WRITTEN TASK =
Rename "sunburst spike" to "light ray" throughout the listing below and reproduce it otherwise unchanged, leaving out the pictures.

INPUT RECORDS =
#####

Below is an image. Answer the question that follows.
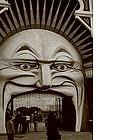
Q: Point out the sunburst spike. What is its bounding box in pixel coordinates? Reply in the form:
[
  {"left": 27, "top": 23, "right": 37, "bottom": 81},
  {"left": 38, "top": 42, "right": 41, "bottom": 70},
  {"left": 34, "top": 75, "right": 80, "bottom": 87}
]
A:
[
  {"left": 55, "top": 0, "right": 70, "bottom": 32},
  {"left": 5, "top": 12, "right": 16, "bottom": 33},
  {"left": 72, "top": 30, "right": 87, "bottom": 42},
  {"left": 75, "top": 35, "right": 90, "bottom": 46},
  {"left": 51, "top": 0, "right": 62, "bottom": 31},
  {"left": 30, "top": 0, "right": 35, "bottom": 28},
  {"left": 63, "top": 20, "right": 76, "bottom": 37},
  {"left": 22, "top": 0, "right": 30, "bottom": 29},
  {"left": 78, "top": 42, "right": 92, "bottom": 51},
  {"left": 15, "top": 0, "right": 25, "bottom": 29},
  {"left": 36, "top": 0, "right": 40, "bottom": 28},
  {"left": 59, "top": 4, "right": 78, "bottom": 35},
  {"left": 46, "top": 0, "right": 54, "bottom": 29},
  {"left": 80, "top": 48, "right": 92, "bottom": 55},
  {"left": 41, "top": 0, "right": 46, "bottom": 29},
  {"left": 0, "top": 28, "right": 6, "bottom": 39},
  {"left": 9, "top": 7, "right": 20, "bottom": 31},
  {"left": 0, "top": 17, "right": 11, "bottom": 35},
  {"left": 68, "top": 24, "right": 81, "bottom": 40}
]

#####

ANSWER TO THIS PROBLEM =
Below is an image. Answer the question that follows.
Q: Point out the light ray. What is its bounding box in pixel coordinates? Reply in the form:
[
  {"left": 27, "top": 23, "right": 37, "bottom": 81},
  {"left": 38, "top": 42, "right": 41, "bottom": 70},
  {"left": 34, "top": 75, "right": 80, "bottom": 87}
]
A:
[
  {"left": 55, "top": 0, "right": 70, "bottom": 32},
  {"left": 5, "top": 12, "right": 16, "bottom": 33},
  {"left": 72, "top": 30, "right": 87, "bottom": 42},
  {"left": 75, "top": 35, "right": 90, "bottom": 46},
  {"left": 51, "top": 0, "right": 62, "bottom": 31},
  {"left": 30, "top": 0, "right": 35, "bottom": 28},
  {"left": 63, "top": 20, "right": 76, "bottom": 37},
  {"left": 22, "top": 0, "right": 30, "bottom": 29},
  {"left": 78, "top": 42, "right": 92, "bottom": 51},
  {"left": 15, "top": 0, "right": 25, "bottom": 29},
  {"left": 36, "top": 0, "right": 40, "bottom": 28},
  {"left": 59, "top": 4, "right": 78, "bottom": 35},
  {"left": 46, "top": 0, "right": 54, "bottom": 29},
  {"left": 80, "top": 48, "right": 92, "bottom": 55},
  {"left": 41, "top": 0, "right": 46, "bottom": 29},
  {"left": 0, "top": 28, "right": 6, "bottom": 39},
  {"left": 9, "top": 7, "right": 20, "bottom": 31},
  {"left": 0, "top": 17, "right": 11, "bottom": 35},
  {"left": 68, "top": 24, "right": 81, "bottom": 40}
]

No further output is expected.